--- Exercises to complete ---
a. Quote, from the article on amawat, everything from "Seventy-three-year-old Zarina Sadiq" down to "to the produce.".
b. Based on the article on amawat, answer yes or no to each statement below and quote the words that decide it.
(i) Bohra caterers in Karachi have managed to make the dried mango candy.
(ii) Adamjee and his friends produced 600kgs in under a month.
(iii) Sarah Mustansir Valijee sells all of the amawat she makes.
c. Answer these questions using the article on amawat.
(i) How old is Zarina Sadiq?
(ii) How many women from the community have started taking orders?
(iii) How much amawat do 10 kilos of mangoes yield?

--- Text for analysis ---
○ ○ ○ ○ ○ ○ ○
Seventy-three-year-old Zarina Sadiq had never imagined that one day her secret recipe, of making amawat — as the home-made dried mango candy squares are referred to in Gujarati — would prove instrumental in creating a new business for her grandson and his four partners.
“Due to the pandemic, my tourism business that I had been associated with for the last ten years, was at a standstill and then I hit upon this idea of Khas o Aam,” said Sadiq’s grandson, 27-year-old Ali Asghar Adamjee, over phone from Rawalpindi, referring to the produce.
This over a century-old tradition of making amawat, made from mango pulp mixed with concentrated sugar solution and sun dried, is peculiar to the women of Bohra community living in the garrison town of Punjab. “The long spell of uninterrupted sunlight and the right amount of dryness in the atmosphere is only found in Rawalpindi,” insisted Adamjee. Karachi, where there are many Bohra caterers, have not succeeded in making the dehydrated mango candy because of the high humidity.
It was made in most homes, and because it is labour intensive, it was made in smaller quantities and usually consumed at home and some gifted to relatives and friends. “Now that we have tried our hands, we have come to realise how much work is involved in this,” said Adamjee.
However, since some two decades now, the more enterprising and younger women, not more than a dozen, from this community have started taking orders. Sarah Mustansir Valijee, one such person, whose amawat have been hugely popular, manages to sell all of the 40kgs she makes. She however, did not feel alarmed with the newcomers. “There is a place for everyone here,” she said calmly.
According to Adamjee, most women can produce not more than 40kgs. Opposed to that, he and his friends produced 600kgs in under a month. “From 10 kilos of mangoes you only get 1.5 kilo amawat,” he said.
○ ○ ○ ○ ○ ○ ○
--- Supplied information ---
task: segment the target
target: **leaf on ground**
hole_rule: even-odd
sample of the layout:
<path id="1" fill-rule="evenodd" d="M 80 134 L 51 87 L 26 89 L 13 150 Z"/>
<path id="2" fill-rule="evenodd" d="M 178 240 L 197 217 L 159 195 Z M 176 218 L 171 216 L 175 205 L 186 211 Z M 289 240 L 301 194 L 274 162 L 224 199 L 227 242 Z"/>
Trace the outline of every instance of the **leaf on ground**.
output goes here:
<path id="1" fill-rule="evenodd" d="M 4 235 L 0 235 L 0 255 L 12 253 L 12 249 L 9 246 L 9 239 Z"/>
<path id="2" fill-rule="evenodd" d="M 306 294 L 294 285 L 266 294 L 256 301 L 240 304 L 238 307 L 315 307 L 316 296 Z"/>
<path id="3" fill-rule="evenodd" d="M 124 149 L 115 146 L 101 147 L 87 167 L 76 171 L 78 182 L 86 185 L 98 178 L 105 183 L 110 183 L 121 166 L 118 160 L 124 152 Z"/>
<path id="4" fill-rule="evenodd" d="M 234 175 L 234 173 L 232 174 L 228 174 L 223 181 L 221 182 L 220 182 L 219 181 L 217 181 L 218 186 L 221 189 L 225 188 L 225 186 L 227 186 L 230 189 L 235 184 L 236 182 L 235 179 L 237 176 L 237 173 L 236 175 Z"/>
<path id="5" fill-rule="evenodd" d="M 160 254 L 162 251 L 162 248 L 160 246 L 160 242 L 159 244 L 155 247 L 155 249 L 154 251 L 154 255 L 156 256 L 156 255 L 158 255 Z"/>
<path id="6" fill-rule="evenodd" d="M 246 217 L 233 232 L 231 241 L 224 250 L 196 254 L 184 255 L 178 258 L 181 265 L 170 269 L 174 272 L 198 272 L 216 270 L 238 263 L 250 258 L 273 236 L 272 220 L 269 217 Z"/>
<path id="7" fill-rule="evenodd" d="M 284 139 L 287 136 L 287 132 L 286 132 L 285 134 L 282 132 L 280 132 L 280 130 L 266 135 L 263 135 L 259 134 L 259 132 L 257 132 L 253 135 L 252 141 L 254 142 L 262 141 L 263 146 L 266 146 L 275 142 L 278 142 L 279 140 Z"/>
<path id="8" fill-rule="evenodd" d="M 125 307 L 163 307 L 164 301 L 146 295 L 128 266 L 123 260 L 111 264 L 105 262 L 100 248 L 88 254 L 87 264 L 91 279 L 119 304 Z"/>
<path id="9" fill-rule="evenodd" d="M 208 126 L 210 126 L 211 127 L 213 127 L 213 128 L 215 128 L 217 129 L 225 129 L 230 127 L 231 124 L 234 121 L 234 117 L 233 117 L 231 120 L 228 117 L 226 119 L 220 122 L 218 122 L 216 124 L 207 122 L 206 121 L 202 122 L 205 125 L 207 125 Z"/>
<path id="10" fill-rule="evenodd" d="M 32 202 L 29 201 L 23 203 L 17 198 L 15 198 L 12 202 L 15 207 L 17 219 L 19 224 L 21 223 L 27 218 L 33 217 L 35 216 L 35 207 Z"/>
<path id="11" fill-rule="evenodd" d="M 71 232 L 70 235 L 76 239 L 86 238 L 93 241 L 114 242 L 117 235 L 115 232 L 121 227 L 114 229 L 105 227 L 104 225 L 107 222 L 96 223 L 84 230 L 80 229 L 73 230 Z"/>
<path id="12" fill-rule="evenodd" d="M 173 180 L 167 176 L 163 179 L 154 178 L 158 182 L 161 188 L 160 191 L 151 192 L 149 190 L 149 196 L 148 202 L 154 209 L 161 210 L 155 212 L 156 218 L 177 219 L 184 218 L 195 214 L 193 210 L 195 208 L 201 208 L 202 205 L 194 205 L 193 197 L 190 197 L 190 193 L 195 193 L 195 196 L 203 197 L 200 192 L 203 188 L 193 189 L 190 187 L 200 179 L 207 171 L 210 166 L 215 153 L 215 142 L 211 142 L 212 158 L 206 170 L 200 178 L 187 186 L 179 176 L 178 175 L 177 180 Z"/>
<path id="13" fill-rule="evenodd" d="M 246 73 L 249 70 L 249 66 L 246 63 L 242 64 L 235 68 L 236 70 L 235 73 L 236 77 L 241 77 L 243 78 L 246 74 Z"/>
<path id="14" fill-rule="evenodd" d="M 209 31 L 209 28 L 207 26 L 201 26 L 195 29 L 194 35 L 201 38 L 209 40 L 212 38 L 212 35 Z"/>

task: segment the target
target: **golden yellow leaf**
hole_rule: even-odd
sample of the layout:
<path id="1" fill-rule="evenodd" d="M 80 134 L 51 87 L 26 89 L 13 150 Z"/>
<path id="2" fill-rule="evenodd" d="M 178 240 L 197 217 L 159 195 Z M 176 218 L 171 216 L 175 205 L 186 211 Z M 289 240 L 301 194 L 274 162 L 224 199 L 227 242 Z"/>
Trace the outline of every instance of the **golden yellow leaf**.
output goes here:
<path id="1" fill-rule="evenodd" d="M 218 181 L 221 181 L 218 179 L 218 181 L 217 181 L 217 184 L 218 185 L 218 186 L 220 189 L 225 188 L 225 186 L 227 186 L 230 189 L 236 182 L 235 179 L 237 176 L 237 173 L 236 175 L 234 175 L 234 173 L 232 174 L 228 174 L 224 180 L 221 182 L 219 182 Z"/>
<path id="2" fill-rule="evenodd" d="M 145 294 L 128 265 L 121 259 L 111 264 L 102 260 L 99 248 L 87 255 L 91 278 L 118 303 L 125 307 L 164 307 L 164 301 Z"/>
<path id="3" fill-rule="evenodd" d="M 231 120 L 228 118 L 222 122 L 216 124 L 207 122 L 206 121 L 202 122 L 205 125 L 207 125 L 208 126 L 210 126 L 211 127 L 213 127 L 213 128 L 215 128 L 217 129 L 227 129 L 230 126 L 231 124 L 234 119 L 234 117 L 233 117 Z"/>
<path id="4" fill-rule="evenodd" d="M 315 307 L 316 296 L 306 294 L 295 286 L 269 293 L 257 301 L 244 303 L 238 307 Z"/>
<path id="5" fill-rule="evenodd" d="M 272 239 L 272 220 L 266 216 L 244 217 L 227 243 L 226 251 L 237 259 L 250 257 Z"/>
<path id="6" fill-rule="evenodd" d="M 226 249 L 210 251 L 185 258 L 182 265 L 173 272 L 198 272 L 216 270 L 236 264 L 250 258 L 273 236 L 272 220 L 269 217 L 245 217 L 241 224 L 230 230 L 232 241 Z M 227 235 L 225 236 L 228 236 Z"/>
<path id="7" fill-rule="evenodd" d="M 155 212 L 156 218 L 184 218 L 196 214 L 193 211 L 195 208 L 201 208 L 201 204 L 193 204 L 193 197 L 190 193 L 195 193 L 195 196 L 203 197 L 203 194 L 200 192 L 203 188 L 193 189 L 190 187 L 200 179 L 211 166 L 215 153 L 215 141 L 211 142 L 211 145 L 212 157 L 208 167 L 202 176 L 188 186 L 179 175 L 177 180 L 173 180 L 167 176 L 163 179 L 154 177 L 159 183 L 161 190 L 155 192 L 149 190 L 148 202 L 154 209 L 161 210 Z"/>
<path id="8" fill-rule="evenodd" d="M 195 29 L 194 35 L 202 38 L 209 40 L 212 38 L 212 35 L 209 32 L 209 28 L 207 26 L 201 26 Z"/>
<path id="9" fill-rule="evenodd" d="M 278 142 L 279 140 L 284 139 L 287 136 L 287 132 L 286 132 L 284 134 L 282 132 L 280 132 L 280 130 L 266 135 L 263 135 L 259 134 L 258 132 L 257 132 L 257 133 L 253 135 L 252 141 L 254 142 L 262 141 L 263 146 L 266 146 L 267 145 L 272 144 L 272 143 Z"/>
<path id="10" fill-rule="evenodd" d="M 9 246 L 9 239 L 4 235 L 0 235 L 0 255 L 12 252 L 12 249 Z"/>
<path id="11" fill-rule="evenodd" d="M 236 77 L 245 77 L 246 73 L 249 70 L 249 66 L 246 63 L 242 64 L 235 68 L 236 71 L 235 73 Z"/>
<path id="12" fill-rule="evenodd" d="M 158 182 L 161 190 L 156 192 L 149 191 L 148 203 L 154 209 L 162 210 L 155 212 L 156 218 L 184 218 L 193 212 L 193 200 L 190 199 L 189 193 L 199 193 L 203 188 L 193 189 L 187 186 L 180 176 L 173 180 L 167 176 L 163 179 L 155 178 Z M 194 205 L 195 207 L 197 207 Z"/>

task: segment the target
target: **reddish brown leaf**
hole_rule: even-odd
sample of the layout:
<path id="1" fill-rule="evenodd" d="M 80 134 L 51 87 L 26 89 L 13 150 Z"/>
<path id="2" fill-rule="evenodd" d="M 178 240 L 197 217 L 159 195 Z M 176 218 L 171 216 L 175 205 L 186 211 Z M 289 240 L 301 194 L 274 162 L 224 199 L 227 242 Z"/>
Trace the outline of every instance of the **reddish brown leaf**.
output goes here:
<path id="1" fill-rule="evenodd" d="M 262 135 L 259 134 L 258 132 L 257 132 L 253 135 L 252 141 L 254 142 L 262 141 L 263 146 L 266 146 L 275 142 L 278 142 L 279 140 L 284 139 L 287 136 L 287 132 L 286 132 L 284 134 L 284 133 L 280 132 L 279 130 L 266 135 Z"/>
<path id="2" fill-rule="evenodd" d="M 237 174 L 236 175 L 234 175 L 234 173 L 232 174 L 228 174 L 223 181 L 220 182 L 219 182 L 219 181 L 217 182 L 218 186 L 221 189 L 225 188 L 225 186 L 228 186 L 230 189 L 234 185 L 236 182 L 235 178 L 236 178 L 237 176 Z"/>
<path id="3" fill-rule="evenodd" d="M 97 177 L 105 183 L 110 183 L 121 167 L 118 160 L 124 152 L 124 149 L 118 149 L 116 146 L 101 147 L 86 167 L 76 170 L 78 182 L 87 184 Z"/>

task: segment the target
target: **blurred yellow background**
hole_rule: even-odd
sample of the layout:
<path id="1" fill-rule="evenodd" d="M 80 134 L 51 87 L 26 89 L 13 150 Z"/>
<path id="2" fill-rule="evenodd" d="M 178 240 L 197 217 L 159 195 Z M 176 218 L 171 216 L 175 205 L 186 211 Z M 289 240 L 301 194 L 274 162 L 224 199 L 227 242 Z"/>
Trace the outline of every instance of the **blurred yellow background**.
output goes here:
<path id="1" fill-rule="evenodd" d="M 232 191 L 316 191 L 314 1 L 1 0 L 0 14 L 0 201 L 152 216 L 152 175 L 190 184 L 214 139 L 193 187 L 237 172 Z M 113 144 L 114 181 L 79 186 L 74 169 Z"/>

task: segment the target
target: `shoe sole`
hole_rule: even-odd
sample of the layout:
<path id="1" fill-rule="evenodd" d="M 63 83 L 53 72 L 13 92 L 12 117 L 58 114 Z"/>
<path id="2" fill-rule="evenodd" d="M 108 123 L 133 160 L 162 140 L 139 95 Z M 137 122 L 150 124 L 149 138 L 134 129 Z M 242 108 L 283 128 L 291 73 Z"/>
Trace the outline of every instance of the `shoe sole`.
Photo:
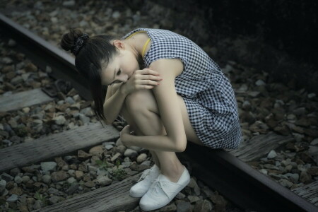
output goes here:
<path id="1" fill-rule="evenodd" d="M 181 189 L 178 189 L 178 192 L 176 193 L 176 194 L 171 199 L 170 199 L 168 202 L 165 202 L 164 204 L 162 204 L 158 206 L 157 207 L 155 207 L 154 208 L 147 208 L 147 207 L 145 208 L 145 207 L 142 207 L 141 206 L 139 206 L 140 208 L 142 211 L 153 211 L 153 210 L 157 210 L 157 209 L 160 208 L 162 208 L 163 206 L 165 206 L 167 204 L 168 204 L 173 199 L 173 198 L 175 197 L 175 196 L 177 196 L 177 194 L 179 194 L 179 192 L 180 192 L 183 189 L 184 189 L 189 184 L 189 183 L 190 182 L 190 179 L 191 179 L 191 177 L 189 176 L 189 179 L 187 182 L 186 185 L 184 187 L 182 187 Z"/>
<path id="2" fill-rule="evenodd" d="M 130 195 L 130 196 L 131 196 L 131 197 L 136 197 L 136 198 L 137 198 L 137 197 L 142 197 L 146 193 L 147 193 L 147 192 L 146 192 L 144 194 L 132 194 L 132 193 L 131 193 L 131 192 L 129 192 L 129 195 Z"/>

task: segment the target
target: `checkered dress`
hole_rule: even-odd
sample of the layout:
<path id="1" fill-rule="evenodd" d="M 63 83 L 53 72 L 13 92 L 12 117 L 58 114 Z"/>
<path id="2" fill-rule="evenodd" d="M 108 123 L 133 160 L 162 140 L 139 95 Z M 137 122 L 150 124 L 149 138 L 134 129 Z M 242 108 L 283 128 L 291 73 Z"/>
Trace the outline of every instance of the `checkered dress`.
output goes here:
<path id="1" fill-rule="evenodd" d="M 191 40 L 167 30 L 137 28 L 151 40 L 143 57 L 145 67 L 158 59 L 179 58 L 184 71 L 175 81 L 184 100 L 190 122 L 205 146 L 236 149 L 242 140 L 237 105 L 228 78 L 218 64 Z"/>

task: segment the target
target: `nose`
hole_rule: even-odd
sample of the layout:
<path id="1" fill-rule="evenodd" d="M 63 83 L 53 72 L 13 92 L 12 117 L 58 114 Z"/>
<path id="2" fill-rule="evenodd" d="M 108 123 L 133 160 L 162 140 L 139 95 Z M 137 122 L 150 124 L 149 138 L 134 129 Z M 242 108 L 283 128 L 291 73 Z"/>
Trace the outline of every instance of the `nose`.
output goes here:
<path id="1" fill-rule="evenodd" d="M 120 76 L 119 80 L 123 83 L 126 83 L 128 81 L 128 74 L 123 74 Z"/>

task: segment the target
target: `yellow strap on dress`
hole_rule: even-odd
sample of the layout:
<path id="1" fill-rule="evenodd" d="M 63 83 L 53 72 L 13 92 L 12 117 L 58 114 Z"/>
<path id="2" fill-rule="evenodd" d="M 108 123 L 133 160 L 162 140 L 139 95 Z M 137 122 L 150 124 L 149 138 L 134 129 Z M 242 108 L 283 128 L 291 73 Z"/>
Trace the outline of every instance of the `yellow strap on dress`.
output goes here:
<path id="1" fill-rule="evenodd" d="M 126 39 L 128 39 L 128 38 L 131 37 L 131 36 L 133 36 L 133 35 L 136 35 L 137 33 L 146 33 L 146 31 L 138 31 L 138 32 L 134 33 L 131 35 L 130 35 L 129 36 L 128 36 L 127 37 L 126 37 Z M 143 52 L 141 54 L 142 57 L 143 57 L 143 56 L 144 56 L 143 54 L 145 54 L 146 47 L 147 47 L 149 41 L 151 41 L 150 38 L 146 42 L 145 45 L 143 45 Z"/>

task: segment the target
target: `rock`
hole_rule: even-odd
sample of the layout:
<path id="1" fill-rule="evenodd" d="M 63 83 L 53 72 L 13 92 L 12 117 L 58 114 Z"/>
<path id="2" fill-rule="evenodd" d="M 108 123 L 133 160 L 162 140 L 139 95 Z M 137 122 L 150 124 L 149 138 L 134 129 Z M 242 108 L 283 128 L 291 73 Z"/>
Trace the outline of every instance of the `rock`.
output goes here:
<path id="1" fill-rule="evenodd" d="M 81 110 L 80 112 L 87 117 L 93 117 L 95 115 L 94 112 L 90 107 Z"/>
<path id="2" fill-rule="evenodd" d="M 57 171 L 52 173 L 52 179 L 53 182 L 59 182 L 66 179 L 69 177 L 69 175 L 64 171 Z"/>
<path id="3" fill-rule="evenodd" d="M 45 184 L 49 184 L 51 183 L 52 177 L 50 175 L 45 175 L 42 177 L 42 180 L 43 180 Z"/>
<path id="4" fill-rule="evenodd" d="M 16 194 L 17 196 L 20 196 L 23 192 L 20 187 L 13 187 L 9 191 L 10 194 Z"/>
<path id="5" fill-rule="evenodd" d="M 131 158 L 131 157 L 137 156 L 138 155 L 138 153 L 136 151 L 134 151 L 134 150 L 132 150 L 132 149 L 130 149 L 130 148 L 127 148 L 125 151 L 125 152 L 124 153 L 124 155 L 125 157 Z"/>
<path id="6" fill-rule="evenodd" d="M 51 188 L 49 188 L 49 189 L 47 189 L 47 194 L 53 194 L 53 195 L 58 195 L 58 194 L 59 194 L 59 190 L 58 190 L 58 189 L 54 189 L 54 188 L 51 187 Z"/>
<path id="7" fill-rule="evenodd" d="M 65 193 L 66 193 L 69 195 L 73 194 L 78 189 L 79 184 L 78 183 L 73 183 L 71 184 L 71 186 L 67 189 L 66 191 L 65 191 Z"/>
<path id="8" fill-rule="evenodd" d="M 63 115 L 59 115 L 58 117 L 54 117 L 52 120 L 55 121 L 57 125 L 64 125 L 66 122 L 66 119 Z"/>
<path id="9" fill-rule="evenodd" d="M 76 177 L 77 179 L 81 179 L 84 173 L 82 171 L 78 170 L 75 171 L 75 177 Z"/>
<path id="10" fill-rule="evenodd" d="M 100 158 L 102 158 L 102 153 L 104 153 L 104 148 L 102 145 L 94 146 L 90 149 L 89 153 L 92 155 L 98 156 Z"/>
<path id="11" fill-rule="evenodd" d="M 81 113 L 79 113 L 78 117 L 80 118 L 80 120 L 82 121 L 84 124 L 90 122 L 90 118 L 86 117 L 86 115 L 84 115 Z"/>
<path id="12" fill-rule="evenodd" d="M 76 182 L 77 181 L 76 181 L 76 179 L 74 177 L 71 177 L 69 179 L 67 179 L 66 182 L 68 183 L 69 183 L 69 184 L 72 184 L 72 183 Z"/>
<path id="13" fill-rule="evenodd" d="M 134 151 L 136 151 L 137 153 L 140 152 L 140 151 L 141 151 L 141 149 L 142 149 L 141 147 L 140 147 L 140 146 L 129 146 L 129 148 L 130 148 L 130 149 L 132 149 L 132 150 L 134 150 Z"/>
<path id="14" fill-rule="evenodd" d="M 136 159 L 138 163 L 141 163 L 147 159 L 147 155 L 145 153 L 140 154 Z"/>
<path id="15" fill-rule="evenodd" d="M 285 179 L 281 179 L 278 182 L 284 187 L 290 188 L 293 185 L 293 183 Z"/>
<path id="16" fill-rule="evenodd" d="M 190 203 L 194 203 L 196 202 L 197 201 L 199 201 L 200 199 L 200 198 L 199 198 L 196 196 L 192 196 L 192 195 L 189 195 L 188 196 L 188 199 L 190 201 Z"/>
<path id="17" fill-rule="evenodd" d="M 49 205 L 55 204 L 59 201 L 59 196 L 53 196 L 49 197 L 47 201 Z"/>
<path id="18" fill-rule="evenodd" d="M 9 198 L 6 199 L 8 202 L 16 202 L 18 200 L 18 196 L 16 194 L 12 194 Z"/>
<path id="19" fill-rule="evenodd" d="M 307 184 L 311 179 L 312 179 L 312 177 L 310 175 L 308 175 L 308 173 L 307 172 L 302 171 L 300 172 L 300 181 L 301 182 Z"/>
<path id="20" fill-rule="evenodd" d="M 106 176 L 102 176 L 98 179 L 98 182 L 102 186 L 107 186 L 111 184 L 112 180 Z"/>
<path id="21" fill-rule="evenodd" d="M 117 141 L 116 141 L 116 146 L 123 146 L 123 143 L 122 142 L 122 140 L 120 140 L 120 138 L 119 138 L 117 139 Z"/>
<path id="22" fill-rule="evenodd" d="M 84 184 L 84 185 L 87 187 L 91 188 L 91 187 L 95 187 L 95 182 L 91 180 L 89 180 L 89 181 L 86 182 Z"/>
<path id="23" fill-rule="evenodd" d="M 14 177 L 14 182 L 16 182 L 17 184 L 20 184 L 22 182 L 22 178 L 19 175 L 16 175 Z"/>
<path id="24" fill-rule="evenodd" d="M 57 164 L 55 162 L 42 162 L 41 163 L 41 168 L 43 172 L 54 171 Z"/>
<path id="25" fill-rule="evenodd" d="M 277 156 L 277 153 L 274 150 L 271 150 L 267 155 L 267 158 L 272 159 Z"/>
<path id="26" fill-rule="evenodd" d="M 90 158 L 92 156 L 91 154 L 88 154 L 82 150 L 79 150 L 77 152 L 77 155 L 78 155 L 78 158 L 80 158 L 80 159 L 86 159 L 86 158 Z"/>

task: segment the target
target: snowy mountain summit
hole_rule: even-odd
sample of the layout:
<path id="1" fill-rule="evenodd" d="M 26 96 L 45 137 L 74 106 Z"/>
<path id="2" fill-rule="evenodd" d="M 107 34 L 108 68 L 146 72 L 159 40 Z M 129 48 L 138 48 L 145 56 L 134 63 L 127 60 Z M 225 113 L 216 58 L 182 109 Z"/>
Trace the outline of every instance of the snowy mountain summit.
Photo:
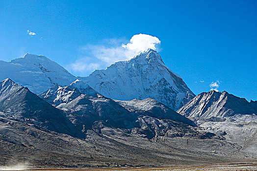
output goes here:
<path id="1" fill-rule="evenodd" d="M 168 68 L 158 53 L 151 49 L 80 79 L 112 99 L 152 98 L 174 110 L 195 96 L 181 77 Z"/>
<path id="2" fill-rule="evenodd" d="M 6 78 L 39 94 L 55 85 L 68 86 L 76 78 L 44 56 L 26 54 L 9 62 L 0 61 L 0 80 Z"/>

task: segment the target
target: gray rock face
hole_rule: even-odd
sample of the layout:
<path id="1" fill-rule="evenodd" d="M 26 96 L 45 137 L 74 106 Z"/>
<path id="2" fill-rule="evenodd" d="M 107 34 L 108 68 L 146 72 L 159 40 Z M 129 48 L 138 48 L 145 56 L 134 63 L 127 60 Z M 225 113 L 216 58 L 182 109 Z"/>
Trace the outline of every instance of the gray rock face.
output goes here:
<path id="1" fill-rule="evenodd" d="M 1 83 L 0 164 L 11 158 L 39 167 L 181 165 L 249 161 L 256 156 L 248 152 L 252 144 L 241 151 L 241 146 L 192 125 L 155 100 L 117 103 L 77 84 L 41 96 L 57 108 L 10 80 Z"/>
<path id="2" fill-rule="evenodd" d="M 149 139 L 158 136 L 208 137 L 206 132 L 189 128 L 196 126 L 193 122 L 154 99 L 115 102 L 70 86 L 53 87 L 40 95 L 67 112 L 67 117 L 83 132 L 93 129 L 101 133 L 103 127 L 107 127 L 126 129 L 130 133 Z"/>
<path id="3" fill-rule="evenodd" d="M 81 134 L 63 112 L 9 79 L 0 83 L 1 117 L 75 136 Z"/>
<path id="4" fill-rule="evenodd" d="M 253 114 L 257 113 L 257 102 L 249 103 L 226 91 L 213 90 L 198 95 L 177 112 L 186 117 L 197 118 Z"/>
<path id="5" fill-rule="evenodd" d="M 7 78 L 36 94 L 54 86 L 68 86 L 77 79 L 45 56 L 29 54 L 9 62 L 0 61 L 0 80 Z"/>
<path id="6" fill-rule="evenodd" d="M 257 151 L 257 102 L 212 91 L 198 95 L 178 112 L 206 131 L 223 136 L 251 155 Z"/>
<path id="7" fill-rule="evenodd" d="M 152 98 L 177 110 L 195 95 L 181 77 L 169 69 L 160 56 L 148 49 L 133 58 L 80 78 L 93 88 L 112 99 Z"/>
○ ○ ○ ○ ○ ○ ○
--- Solutions to the exercise ---
a.
Seventy-three-year-old Zarina Sadiq had never imagined that one day her secret recipe, of making amawat — as the home-made dried mango candy squares are referred to in Gujarati — would prove instrumental in creating a new business for her grandson and his four partners.
“Due to the pandemic, my tourism business that I had been associated with for the last ten years, was at a standstill and then I hit upon this idea of Khas o Aam,” said Sadiq’s grandson, 27-year-old Ali Asghar Adamjee, over phone from Rawalpindi, referring to the produce.

b.
(i) No: "Karachi, where there are many Bohra caterers, have not succeeded in making the dehydrated mango candy because of the high humidity."
(ii) Yes: "he and his friends produced 600kgs in under a month."
(iii) Yes: "manages to sell all of the 40kgs she makes."

c.
(i) Seventy-three.
(ii) Not more than a dozen.
(iii) Only 1.5 kilo.